[Data items]
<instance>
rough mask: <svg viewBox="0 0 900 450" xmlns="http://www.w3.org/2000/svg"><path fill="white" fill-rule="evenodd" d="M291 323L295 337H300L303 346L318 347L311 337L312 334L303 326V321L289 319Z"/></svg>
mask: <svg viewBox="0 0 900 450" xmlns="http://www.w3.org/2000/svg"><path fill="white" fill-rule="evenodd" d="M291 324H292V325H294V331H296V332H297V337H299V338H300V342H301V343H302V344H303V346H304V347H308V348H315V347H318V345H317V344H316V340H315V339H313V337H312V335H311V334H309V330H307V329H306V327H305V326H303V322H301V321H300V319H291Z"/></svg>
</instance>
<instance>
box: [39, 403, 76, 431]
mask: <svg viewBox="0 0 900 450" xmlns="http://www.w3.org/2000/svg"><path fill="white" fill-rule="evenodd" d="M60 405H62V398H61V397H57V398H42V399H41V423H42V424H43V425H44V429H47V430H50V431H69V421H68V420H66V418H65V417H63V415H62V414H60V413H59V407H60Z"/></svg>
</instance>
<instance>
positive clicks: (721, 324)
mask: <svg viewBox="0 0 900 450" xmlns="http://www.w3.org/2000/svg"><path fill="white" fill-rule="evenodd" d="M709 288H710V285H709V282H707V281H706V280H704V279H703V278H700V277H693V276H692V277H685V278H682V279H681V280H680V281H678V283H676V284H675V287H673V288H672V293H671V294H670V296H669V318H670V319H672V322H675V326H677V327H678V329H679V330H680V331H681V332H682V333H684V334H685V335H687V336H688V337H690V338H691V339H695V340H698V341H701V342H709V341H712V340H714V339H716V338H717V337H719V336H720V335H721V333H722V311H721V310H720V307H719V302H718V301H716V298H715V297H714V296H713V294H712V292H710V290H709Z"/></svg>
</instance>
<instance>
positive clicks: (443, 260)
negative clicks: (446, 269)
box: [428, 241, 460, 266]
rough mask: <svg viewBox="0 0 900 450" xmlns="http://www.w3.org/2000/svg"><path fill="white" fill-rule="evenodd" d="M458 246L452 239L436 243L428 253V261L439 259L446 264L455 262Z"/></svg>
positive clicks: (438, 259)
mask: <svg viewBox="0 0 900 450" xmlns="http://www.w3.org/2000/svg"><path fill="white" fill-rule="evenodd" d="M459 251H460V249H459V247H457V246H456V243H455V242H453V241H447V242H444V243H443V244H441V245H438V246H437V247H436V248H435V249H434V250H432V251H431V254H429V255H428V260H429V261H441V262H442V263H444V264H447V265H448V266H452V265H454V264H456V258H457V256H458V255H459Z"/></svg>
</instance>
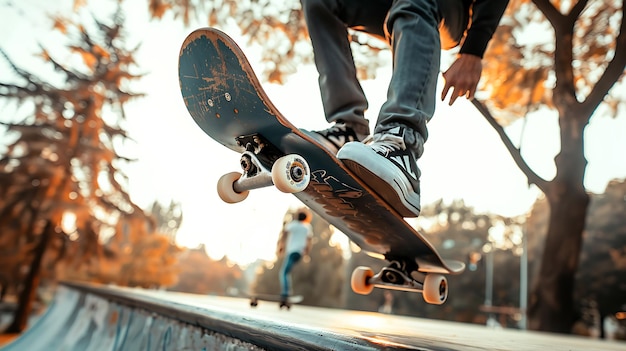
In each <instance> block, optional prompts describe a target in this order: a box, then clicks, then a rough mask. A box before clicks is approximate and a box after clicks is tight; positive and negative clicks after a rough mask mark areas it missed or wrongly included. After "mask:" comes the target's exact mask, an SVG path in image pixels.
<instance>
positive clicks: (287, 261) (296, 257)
mask: <svg viewBox="0 0 626 351" xmlns="http://www.w3.org/2000/svg"><path fill="white" fill-rule="evenodd" d="M301 258H302V255H301V254H300V253H298V252H292V253H291V254H289V255H288V256H287V257H285V261H284V262H283V265H282V267H281V269H280V275H279V278H280V286H281V292H280V296H282V297H285V298H286V297H288V296H289V295H291V269H293V266H294V265H295V264H296V263H298V261H300V259H301Z"/></svg>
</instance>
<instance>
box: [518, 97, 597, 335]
mask: <svg viewBox="0 0 626 351" xmlns="http://www.w3.org/2000/svg"><path fill="white" fill-rule="evenodd" d="M570 106H575V104H571V105H570ZM560 112H561V118H560V119H559V123H560V127H561V128H560V130H561V133H560V134H561V135H560V136H561V152H560V153H559V154H558V155H557V156H556V158H555V164H556V168H557V174H556V176H555V178H554V180H552V181H551V182H549V184H547V185H545V188H544V189H543V190H544V193H545V195H546V198H547V199H548V203H549V205H550V217H549V224H548V233H547V236H546V245H545V248H544V252H543V257H542V261H541V268H540V271H539V276H538V277H537V279H536V281H535V282H534V286H533V290H532V292H531V295H530V303H529V310H528V322H529V327H530V329H533V330H541V331H548V332H555V333H571V331H572V327H573V325H574V323H575V321H576V312H575V308H574V283H575V276H576V270H577V269H578V262H579V260H580V251H581V248H582V239H583V232H584V230H585V222H586V215H587V208H588V207H589V201H590V200H589V194H587V192H586V190H585V187H584V184H583V181H584V176H585V169H586V167H587V160H586V159H585V152H584V140H583V139H584V138H583V135H584V129H585V126H586V125H587V123H586V121H588V118H587V116H585V115H582V116H581V115H579V116H576V115H575V114H574V112H573V111H572V110H568V109H562V110H561V111H560Z"/></svg>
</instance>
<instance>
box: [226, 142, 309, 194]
mask: <svg viewBox="0 0 626 351" xmlns="http://www.w3.org/2000/svg"><path fill="white" fill-rule="evenodd" d="M261 146H262V144H261ZM261 150H262V147H258V146H256V147H255V146H252V145H251V144H247V145H246V151H244V152H243V154H242V155H241V159H240V165H241V169H242V171H243V173H238V172H231V173H227V174H225V175H223V176H222V177H220V179H219V180H218V182H217V193H218V195H219V196H220V198H221V199H222V200H223V201H224V202H227V203H237V202H241V201H243V200H245V199H246V198H247V197H248V194H249V192H250V190H252V189H258V188H263V187H267V186H271V185H274V186H275V187H276V188H277V189H278V190H280V191H282V192H284V193H297V192H300V191H302V190H304V189H306V187H307V186H308V185H309V181H310V180H311V170H310V168H309V165H308V164H307V162H306V160H305V159H304V157H302V156H300V155H296V154H289V155H285V156H282V157H279V158H277V159H276V160H275V161H274V162H273V164H272V166H271V170H268V169H267V168H266V167H264V166H263V164H262V163H261V161H260V160H259V156H258V155H259V152H260V151H261Z"/></svg>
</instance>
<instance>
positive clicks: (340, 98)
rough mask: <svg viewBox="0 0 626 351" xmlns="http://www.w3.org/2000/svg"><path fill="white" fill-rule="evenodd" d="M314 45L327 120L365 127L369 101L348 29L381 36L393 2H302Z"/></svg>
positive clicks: (310, 37)
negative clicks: (347, 122) (351, 122)
mask: <svg viewBox="0 0 626 351" xmlns="http://www.w3.org/2000/svg"><path fill="white" fill-rule="evenodd" d="M301 2H302V9H303V11H304V18H305V20H306V23H307V28H308V31H309V36H310V38H311V43H312V45H313V52H314V57H315V64H316V66H317V70H318V72H319V85H320V90H321V94H322V103H323V105H324V114H325V115H326V120H327V121H329V122H335V121H338V120H342V121H346V122H354V123H359V124H362V125H364V126H366V127H368V129H369V125H368V122H367V120H365V118H364V114H365V111H366V110H367V108H368V103H367V99H366V97H365V94H364V93H363V89H362V87H361V84H360V83H359V81H358V79H357V74H356V68H355V66H354V59H353V56H352V51H351V48H350V40H349V37H348V27H355V28H358V29H359V30H363V31H366V32H369V33H372V34H374V35H377V36H379V37H383V36H384V30H383V25H384V22H385V18H386V15H387V12H388V10H389V7H390V6H391V0H369V1H363V0H301Z"/></svg>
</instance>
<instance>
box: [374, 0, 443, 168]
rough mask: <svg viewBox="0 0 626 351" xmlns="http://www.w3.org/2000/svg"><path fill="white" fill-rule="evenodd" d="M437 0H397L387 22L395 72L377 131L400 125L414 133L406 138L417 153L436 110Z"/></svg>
mask: <svg viewBox="0 0 626 351" xmlns="http://www.w3.org/2000/svg"><path fill="white" fill-rule="evenodd" d="M440 22H441V14H440V12H439V9H438V2H437V0H394V1H393V5H392V7H391V10H390V12H389V16H388V19H387V23H386V27H385V28H386V30H387V33H388V37H389V38H390V40H391V46H392V53H393V74H392V77H391V82H390V84H389V89H388V91H387V101H386V102H385V103H384V104H383V106H382V108H381V111H380V114H379V116H378V121H377V123H376V129H375V131H374V132H375V133H379V132H383V131H385V130H389V129H391V128H394V127H396V126H398V125H403V126H405V127H408V128H409V129H411V130H412V131H414V133H413V134H412V135H409V136H407V135H405V139H407V140H405V142H406V143H407V145H408V146H409V147H411V148H413V149H414V151H415V152H416V155H417V157H419V156H420V155H421V154H422V152H423V144H424V142H425V141H426V139H427V138H428V130H427V128H426V123H427V122H428V121H429V120H430V119H431V118H432V116H433V114H434V112H435V99H436V97H435V93H436V88H437V77H438V74H439V65H440V60H441V41H440V38H439V31H438V27H439V23H440Z"/></svg>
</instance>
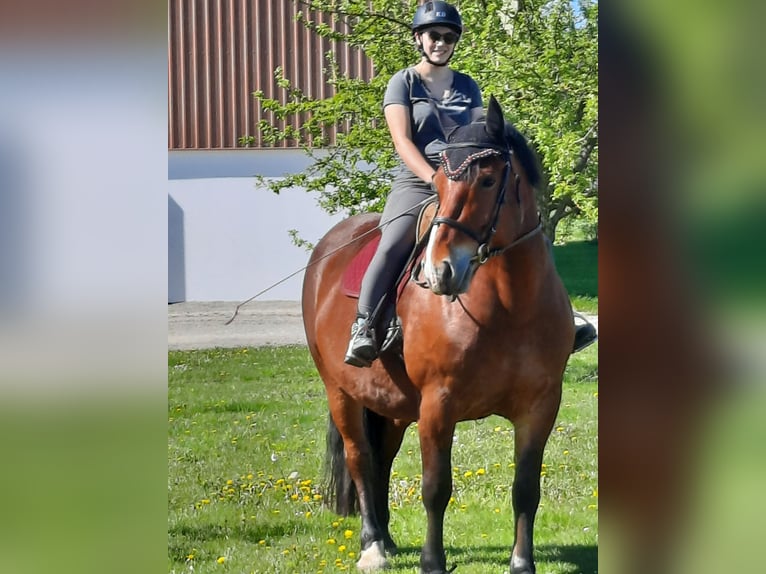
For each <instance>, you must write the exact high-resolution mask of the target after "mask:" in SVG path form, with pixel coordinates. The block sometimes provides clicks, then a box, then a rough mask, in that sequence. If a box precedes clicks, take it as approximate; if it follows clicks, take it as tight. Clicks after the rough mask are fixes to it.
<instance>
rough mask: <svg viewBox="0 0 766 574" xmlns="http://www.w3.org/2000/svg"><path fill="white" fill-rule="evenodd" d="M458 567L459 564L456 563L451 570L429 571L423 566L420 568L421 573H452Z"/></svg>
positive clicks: (436, 573) (426, 573)
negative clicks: (425, 569) (423, 568)
mask: <svg viewBox="0 0 766 574" xmlns="http://www.w3.org/2000/svg"><path fill="white" fill-rule="evenodd" d="M456 568H457V564H455V565H454V566H453V567H452V568H450V569H449V570H428V571H427V572H426V571H425V570H423V569H422V568H421V569H420V574H452V573H453V572H454V571H455V569H456Z"/></svg>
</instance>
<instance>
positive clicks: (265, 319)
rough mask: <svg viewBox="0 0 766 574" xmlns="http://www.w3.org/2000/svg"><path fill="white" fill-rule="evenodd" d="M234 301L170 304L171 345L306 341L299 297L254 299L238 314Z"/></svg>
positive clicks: (257, 342)
mask: <svg viewBox="0 0 766 574" xmlns="http://www.w3.org/2000/svg"><path fill="white" fill-rule="evenodd" d="M237 305H238V303H237V302H235V301H205V302H185V303H174V304H172V305H168V349H170V350H188V349H208V348H212V347H265V346H280V345H305V344H306V335H305V334H304V332H303V320H302V318H301V305H300V302H298V301H253V302H252V303H248V304H247V305H245V306H243V307H242V308H241V309H240V310H239V313H238V314H237V318H236V319H234V321H233V322H232V323H231V324H230V325H225V323H226V321H228V320H229V319H230V318H231V316H232V315H233V314H234V310H235V309H236V307H237Z"/></svg>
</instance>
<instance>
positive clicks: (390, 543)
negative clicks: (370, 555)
mask: <svg viewBox="0 0 766 574" xmlns="http://www.w3.org/2000/svg"><path fill="white" fill-rule="evenodd" d="M365 415H366V420H365V427H366V431H367V438H368V439H369V441H370V446H371V447H372V452H373V456H372V460H373V465H374V472H373V480H374V487H373V496H374V500H375V514H376V515H377V517H378V522H379V523H380V527H381V529H382V531H383V542H384V544H385V547H386V550H387V551H388V552H395V551H396V543H395V542H394V540H393V538H391V533H390V531H389V527H388V525H389V520H390V517H391V514H390V510H389V506H388V494H389V486H390V482H391V466H392V465H393V462H394V457H396V454H397V453H398V452H399V447H400V446H401V444H402V439H403V438H404V431H405V430H406V429H407V426H408V424H409V423H402V422H399V421H393V420H391V419H387V418H385V417H383V416H381V415H378V414H376V413H374V412H372V411H369V410H366V411H365Z"/></svg>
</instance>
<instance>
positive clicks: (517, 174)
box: [416, 142, 543, 286]
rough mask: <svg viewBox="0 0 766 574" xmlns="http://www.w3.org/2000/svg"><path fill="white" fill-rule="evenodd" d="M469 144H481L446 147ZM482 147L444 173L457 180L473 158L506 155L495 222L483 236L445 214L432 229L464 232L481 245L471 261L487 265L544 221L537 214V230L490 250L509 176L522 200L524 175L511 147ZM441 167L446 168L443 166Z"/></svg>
mask: <svg viewBox="0 0 766 574" xmlns="http://www.w3.org/2000/svg"><path fill="white" fill-rule="evenodd" d="M467 147H478V146H477V145H476V144H475V143H472V142H461V143H455V144H451V145H449V146H448V148H447V149H450V148H467ZM481 148H482V151H481V152H479V153H476V154H473V155H470V156H469V157H468V158H467V160H466V162H465V163H464V164H463V165H460V166H458V168H456V169H455V170H452V171H451V172H450V171H447V170H445V174H446V175H447V177H448V178H450V179H454V176H456V175H458V174H460V173H461V172H462V171H463V170H465V169H466V168H467V166H468V165H469V164H470V163H473V162H474V161H476V160H477V159H479V158H481V157H486V156H488V155H502V156H503V158H504V159H505V167H504V168H503V177H502V180H501V182H500V189H499V191H498V193H497V200H496V201H495V206H494V209H493V211H492V223H491V224H490V226H489V228H488V229H487V231H486V233H485V234H484V236H483V237H481V236H480V235H479V234H478V233H477V232H475V231H474V230H473V229H471V228H470V227H468V226H467V225H465V224H463V223H461V222H459V221H457V220H456V219H453V218H451V217H444V216H438V217H434V219H433V220H432V221H431V229H433V228H434V227H438V226H439V225H447V226H449V227H452V228H454V229H457V230H458V231H460V232H461V233H463V234H465V235H467V236H468V237H470V238H471V239H473V240H474V241H475V242H476V243H477V244H478V248H477V249H476V255H474V256H473V257H472V258H471V262H475V263H478V264H479V265H484V264H485V263H486V262H487V261H489V259H490V258H492V257H497V256H498V255H502V254H503V253H505V252H506V251H508V250H509V249H512V248H514V247H516V246H517V245H518V244H520V243H522V242H524V241H526V240H527V239H529V238H530V237H533V236H535V235H537V234H538V233H540V232H541V231H542V228H543V222H542V217H541V216H540V215H539V214H538V222H537V225H536V226H535V227H534V229H532V230H530V231H528V232H526V233H524V234H523V235H521V236H520V237H517V238H516V239H515V240H513V241H512V242H511V243H510V244H508V245H506V246H504V247H496V248H494V249H490V247H489V244H490V242H491V241H492V238H493V237H494V236H495V233H497V220H498V219H499V217H500V208H501V207H502V205H503V203H505V190H506V186H507V184H508V177H509V175H510V174H513V176H514V179H515V184H516V201H517V202H519V203H521V196H520V193H519V185H520V183H521V178H520V177H519V174H517V173H515V172H514V171H513V167H512V166H511V154H512V153H513V152H512V151H511V150H509V149H508V148H504V147H502V146H497V145H492V144H488V145H482V146H481ZM442 167H443V169H444V166H442ZM416 282H417V283H418V284H421V282H419V281H416ZM421 286H422V285H421Z"/></svg>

[About this task] Your answer should be the exact lines above from the one with "45L327 120L365 127L369" through the one with "box: [374, 0, 443, 168]", both included, and nothing besides.

[Task solution]
rough mask: <svg viewBox="0 0 626 351" xmlns="http://www.w3.org/2000/svg"><path fill="white" fill-rule="evenodd" d="M314 45L327 120L365 127L369 101L348 29L381 36L393 2H302Z"/></svg>
positive clicks: (310, 37)
negative clicks: (347, 122) (351, 122)
mask: <svg viewBox="0 0 626 351" xmlns="http://www.w3.org/2000/svg"><path fill="white" fill-rule="evenodd" d="M301 2H302V9H303V11H304V18H305V20H306V23H307V28H308V31H309V36H310V38H311V43H312V45H313V52H314V57H315V64H316V66H317V70H318V72H319V85H320V90H321V94H322V103H323V105H324V114H325V115H326V120H327V121H329V122H335V121H338V120H342V121H346V122H354V123H359V124H362V125H364V126H366V127H368V129H369V125H368V122H367V120H365V118H364V114H365V111H366V110H367V108H368V103H367V99H366V97H365V94H364V93H363V89H362V87H361V84H360V83H359V81H358V79H357V74H356V68H355V66H354V59H353V56H352V51H351V48H350V40H349V37H348V27H355V28H358V29H359V30H363V31H366V32H369V33H372V34H374V35H377V36H379V37H383V36H384V30H383V25H384V22H385V18H386V15H387V12H388V10H389V7H390V6H391V0H369V1H363V0H301Z"/></svg>
</instance>
<instance>
box: [374, 0, 443, 168]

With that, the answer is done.